### Work to be completed
Show every line of the material that contains the string "query", matching case exactly.

[Excerpts from point annotation data]
• • • •

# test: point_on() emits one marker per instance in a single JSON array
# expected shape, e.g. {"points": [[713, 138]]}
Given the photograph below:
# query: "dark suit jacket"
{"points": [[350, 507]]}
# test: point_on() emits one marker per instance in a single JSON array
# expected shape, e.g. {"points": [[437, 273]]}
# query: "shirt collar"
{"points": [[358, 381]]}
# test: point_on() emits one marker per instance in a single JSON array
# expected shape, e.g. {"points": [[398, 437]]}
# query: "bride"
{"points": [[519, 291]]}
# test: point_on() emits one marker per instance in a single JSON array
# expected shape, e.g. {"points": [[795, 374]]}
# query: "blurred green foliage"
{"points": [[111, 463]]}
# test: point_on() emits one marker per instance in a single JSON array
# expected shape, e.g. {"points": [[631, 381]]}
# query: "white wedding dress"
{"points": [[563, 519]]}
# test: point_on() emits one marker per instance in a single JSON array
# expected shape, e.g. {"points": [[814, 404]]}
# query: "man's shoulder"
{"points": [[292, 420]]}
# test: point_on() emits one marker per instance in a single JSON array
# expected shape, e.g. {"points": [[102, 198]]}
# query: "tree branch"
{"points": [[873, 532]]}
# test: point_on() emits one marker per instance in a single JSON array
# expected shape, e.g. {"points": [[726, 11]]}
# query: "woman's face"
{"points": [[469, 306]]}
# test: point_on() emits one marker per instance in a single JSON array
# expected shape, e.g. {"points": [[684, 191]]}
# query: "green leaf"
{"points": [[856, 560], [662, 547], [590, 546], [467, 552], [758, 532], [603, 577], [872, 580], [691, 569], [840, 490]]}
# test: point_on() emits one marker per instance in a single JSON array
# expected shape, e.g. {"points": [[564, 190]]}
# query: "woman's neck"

• • • •

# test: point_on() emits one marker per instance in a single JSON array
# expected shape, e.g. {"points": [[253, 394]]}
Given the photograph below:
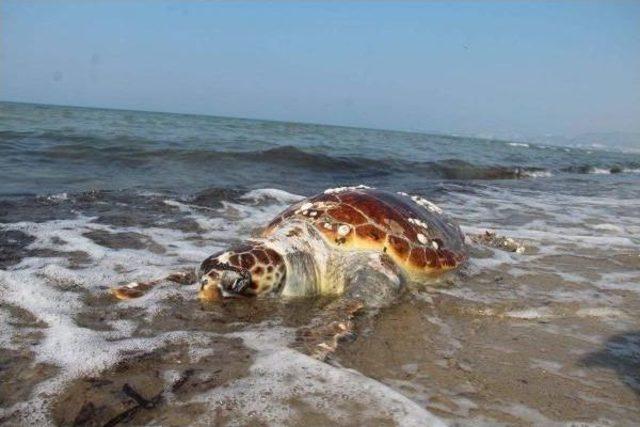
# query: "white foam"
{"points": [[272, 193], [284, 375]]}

• • • •

### Output of the task
# query: "dark suit jacket"
# query: "shirt collar"
# query: "bride"
# query: "blurred green foliage"
# query: "white wedding dress"
# query: "man's shoulder"
# query: "tree branch"
# query: "woman's face"
# query: "green leaf"
# query: "woman's neck"
# query: "white foam"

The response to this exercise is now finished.